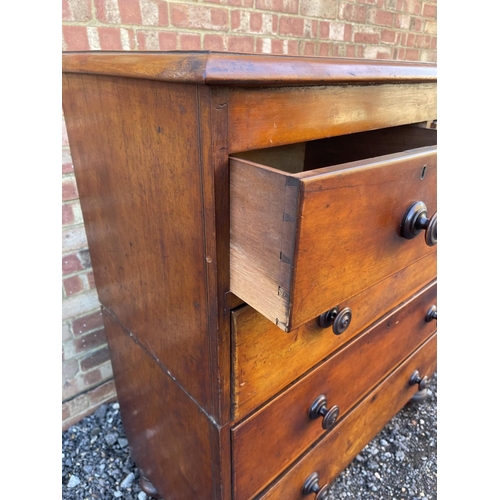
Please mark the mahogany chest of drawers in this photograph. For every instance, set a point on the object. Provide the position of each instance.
(263, 235)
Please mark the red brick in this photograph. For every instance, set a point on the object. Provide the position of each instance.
(87, 323)
(130, 12)
(286, 6)
(388, 36)
(95, 359)
(69, 369)
(324, 29)
(293, 47)
(179, 16)
(277, 46)
(219, 17)
(89, 341)
(366, 38)
(235, 19)
(325, 9)
(101, 13)
(416, 24)
(213, 42)
(168, 41)
(69, 189)
(410, 40)
(75, 38)
(291, 26)
(347, 32)
(413, 7)
(324, 49)
(73, 285)
(240, 44)
(81, 10)
(353, 13)
(256, 22)
(148, 40)
(71, 263)
(309, 48)
(163, 18)
(198, 17)
(429, 10)
(67, 215)
(190, 42)
(402, 21)
(109, 38)
(381, 18)
(411, 55)
(422, 42)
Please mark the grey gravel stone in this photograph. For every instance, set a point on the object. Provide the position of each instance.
(399, 463)
(73, 481)
(127, 482)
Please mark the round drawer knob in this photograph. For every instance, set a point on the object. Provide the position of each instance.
(431, 314)
(423, 383)
(415, 220)
(338, 320)
(312, 486)
(319, 409)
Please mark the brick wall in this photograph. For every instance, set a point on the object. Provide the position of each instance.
(378, 29)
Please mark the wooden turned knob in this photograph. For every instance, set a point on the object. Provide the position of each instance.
(319, 409)
(312, 486)
(415, 220)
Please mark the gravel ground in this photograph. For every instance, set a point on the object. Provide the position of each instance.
(399, 464)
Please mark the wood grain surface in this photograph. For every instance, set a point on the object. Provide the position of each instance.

______________________________

### WHAT THE TASK ASKS
Repeat everything in the records above exactly, except the pictures.

### ANSWER SPACE
Please mark the mahogany chest of drawers in this photograph. For every instance, set a point on the object. Provide the position of each instance.
(263, 235)
Please mark the red brick in this photograph. For every instance, set a point on the object. Provide the position of each instance.
(87, 323)
(130, 12)
(286, 6)
(388, 36)
(95, 359)
(69, 369)
(324, 29)
(293, 47)
(179, 16)
(277, 46)
(219, 17)
(89, 341)
(366, 38)
(235, 19)
(325, 9)
(101, 13)
(416, 24)
(213, 42)
(168, 41)
(69, 189)
(410, 40)
(75, 38)
(291, 26)
(347, 32)
(413, 7)
(324, 49)
(73, 285)
(240, 44)
(81, 10)
(353, 13)
(256, 22)
(148, 40)
(71, 263)
(309, 48)
(163, 18)
(198, 17)
(429, 10)
(67, 215)
(190, 42)
(402, 21)
(109, 38)
(381, 18)
(411, 55)
(422, 42)
Please mark the grey gravel stone in this photograph. For every instance, set a point on the object. Provide the position of each instance.
(399, 463)
(73, 481)
(127, 482)
Please mark the round drawer knob in this photograph. For every instance, set a point on the object. Provide the position of each instance.
(431, 314)
(423, 383)
(415, 220)
(338, 320)
(312, 486)
(319, 409)
Please mark the brick wall in this photograph. For every instance, set a point on the object. Provide the position of each instance.
(378, 29)
Please mark the wooden turned knob in this photograph. For every instance, set a point on the object. Provide the position of each instance.
(319, 409)
(312, 486)
(415, 220)
Please mark the gravel ground in this photograph. For every instance, set a point on the object. Provide the position of each instance.
(399, 464)
Please mark the wood grain surface in this photograph. For every instance, set a point on the object. Provide the position of each instance.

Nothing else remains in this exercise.